+++ Selected extract +++

I am starting this blog as a place for me to vent. I have been going through this for so long now. The amount of abuse I take from my now ex-husband on a daily basis is more than I ever thought anyone could take. Our son (22) ignores it and our daughter (19) thinks her dad is going to kill me one day.
Even though we are now divorced, we are still living together. Because I don’t have a way out. He keeps his money to himself and spends any money I happen to get by selling things online.
He has very bad and very frequent delusions about me cheating. He constantly sees and hears things that aren’t really there. He secretly video records me constantly. And spends hours going over each video again and again until he “finds” what he is looking for, which isn’t really there.
He insists that the guys I am cheating with write things all over the walls in our home about him and about having s** with me. He also insists that I write on the food that I make him and that I fold words into towels, tissue, paper towels, cleaning rags, anything and everything, that say things about me having s** with other men.
He calls me names like w***e, s***, & c** bucket on a daily basis. I can’t even sleep at night without him waking me up by screaming how much of a w***e I am or that he knows I am having s** with someone and he will kick in my bedroom door.
It isn’t just one or two guys that he accuses me of cheating with. It is literally every single guy we have known, know now, every male we meet, and also people he sees on the people you may know section of his fb account.
He has sent messages to people’s wives telling them that their husband is cheating with me. He has went to a different town in the middle of the night and taken pictures of a family’s house and license plates on their cars.
I got away for a little while and was living in a motorhome. He followed me everywhere I went. I couldn’t hide. One night he was watching my motorhome while I was sleeping. I didn’t know he was out there. Until I heard a gun shot. He later told me he was on his way to come kill whoever I was with (nobody but my dog) and then kill himself. But ended up accidentally shooting himself in the leg with his shot gun. And while he was in the hospital and I was there with him the whole time, he accused me of sleeping with one of the student nurses, who he insisted was not really a nursing student but was pretending to be so he could mess with him, and a security guard at the hospital.
We both took lie detector tests. He paid for them. I passed and he failed. But he insists it was because the guy who gave us the tests wanted more money.
There is so much more to the story, if you can believe that. And I will be writing more as I go. My hope doing this, is that I can vent, I can keep records of what he is doing to me, and I can find a way to get away. I need to find my strength. I am going to be posting what happened tonight before I go to sleep, if he will actually let me sleep tonight.

+++ Dataset records +++

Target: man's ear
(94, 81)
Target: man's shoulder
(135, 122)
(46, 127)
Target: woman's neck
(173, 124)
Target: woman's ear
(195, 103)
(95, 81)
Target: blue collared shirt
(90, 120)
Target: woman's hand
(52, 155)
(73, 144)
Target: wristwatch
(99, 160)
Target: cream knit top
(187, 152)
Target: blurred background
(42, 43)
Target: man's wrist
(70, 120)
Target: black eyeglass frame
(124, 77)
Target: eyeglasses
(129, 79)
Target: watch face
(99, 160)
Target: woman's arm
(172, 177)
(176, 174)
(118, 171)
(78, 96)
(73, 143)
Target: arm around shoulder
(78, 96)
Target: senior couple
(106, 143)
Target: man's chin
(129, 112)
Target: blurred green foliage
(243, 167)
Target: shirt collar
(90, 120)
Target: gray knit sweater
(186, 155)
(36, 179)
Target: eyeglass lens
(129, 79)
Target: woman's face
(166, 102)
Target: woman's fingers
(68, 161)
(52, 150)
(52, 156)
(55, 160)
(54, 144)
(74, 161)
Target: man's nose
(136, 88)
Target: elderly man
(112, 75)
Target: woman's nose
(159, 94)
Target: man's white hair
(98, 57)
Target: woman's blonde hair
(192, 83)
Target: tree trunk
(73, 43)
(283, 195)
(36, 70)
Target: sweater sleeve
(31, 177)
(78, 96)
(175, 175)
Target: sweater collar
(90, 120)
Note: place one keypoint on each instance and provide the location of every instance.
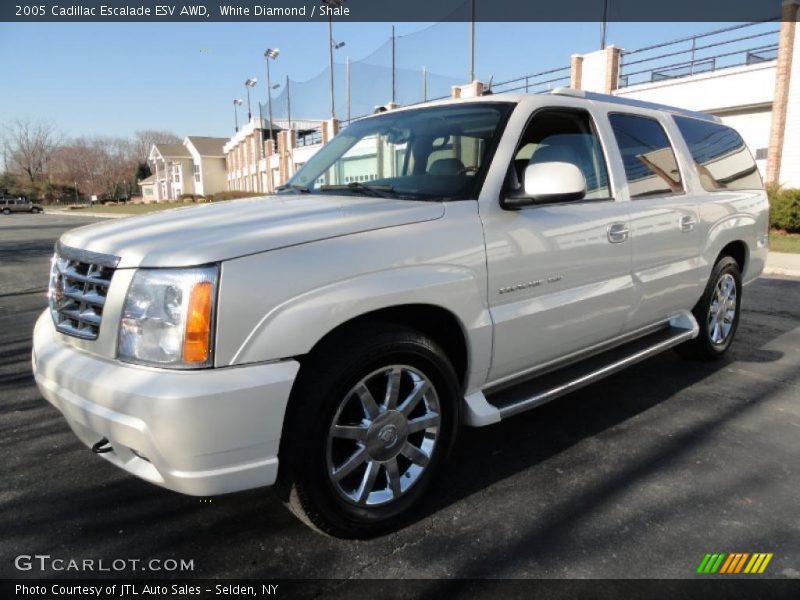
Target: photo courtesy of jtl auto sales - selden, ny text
(377, 300)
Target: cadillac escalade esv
(449, 264)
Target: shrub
(784, 209)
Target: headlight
(168, 318)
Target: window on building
(720, 156)
(559, 135)
(650, 165)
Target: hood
(213, 232)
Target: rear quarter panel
(727, 217)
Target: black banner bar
(705, 587)
(389, 11)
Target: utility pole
(270, 54)
(472, 42)
(330, 52)
(394, 88)
(348, 90)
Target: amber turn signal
(197, 338)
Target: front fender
(295, 326)
(280, 304)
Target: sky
(115, 78)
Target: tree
(101, 166)
(28, 147)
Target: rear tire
(384, 397)
(717, 313)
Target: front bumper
(199, 432)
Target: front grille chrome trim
(79, 282)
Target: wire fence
(395, 71)
(737, 45)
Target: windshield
(437, 152)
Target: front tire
(371, 420)
(717, 313)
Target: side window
(720, 156)
(559, 135)
(650, 165)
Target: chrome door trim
(568, 359)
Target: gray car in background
(9, 205)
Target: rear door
(663, 217)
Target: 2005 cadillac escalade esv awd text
(434, 266)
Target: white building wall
(593, 71)
(213, 175)
(790, 161)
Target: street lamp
(270, 54)
(248, 84)
(332, 45)
(236, 103)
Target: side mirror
(548, 182)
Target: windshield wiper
(295, 187)
(379, 191)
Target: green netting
(427, 63)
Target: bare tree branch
(28, 146)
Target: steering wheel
(466, 170)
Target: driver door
(559, 280)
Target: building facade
(196, 166)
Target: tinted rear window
(648, 157)
(720, 156)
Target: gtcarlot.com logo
(45, 562)
(723, 563)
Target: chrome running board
(494, 406)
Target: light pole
(236, 103)
(472, 42)
(251, 82)
(288, 103)
(604, 27)
(270, 54)
(332, 45)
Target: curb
(781, 272)
(75, 213)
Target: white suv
(453, 263)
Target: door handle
(618, 233)
(687, 223)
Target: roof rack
(566, 91)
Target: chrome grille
(79, 282)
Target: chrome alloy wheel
(722, 311)
(383, 435)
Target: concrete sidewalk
(84, 213)
(782, 263)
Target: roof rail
(566, 91)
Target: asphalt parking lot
(637, 476)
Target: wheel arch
(436, 322)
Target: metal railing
(700, 53)
(543, 81)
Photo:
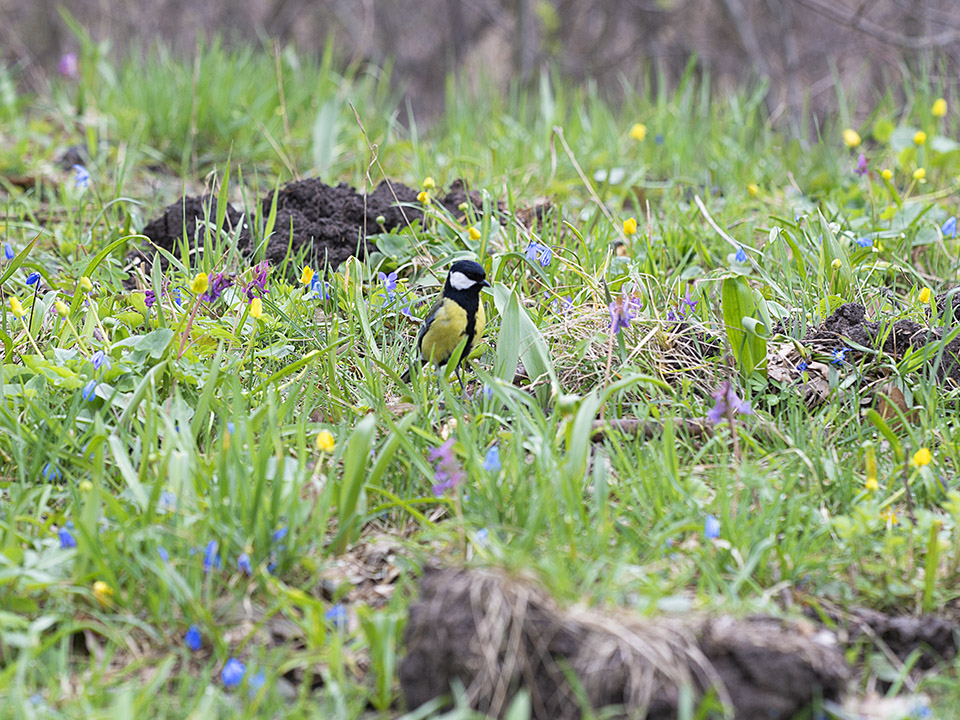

+++

# [Problem]
Please answer from the blog post: who paid for the lie detector tests?

# [Task solution]
The writer's ex-husband paid for them.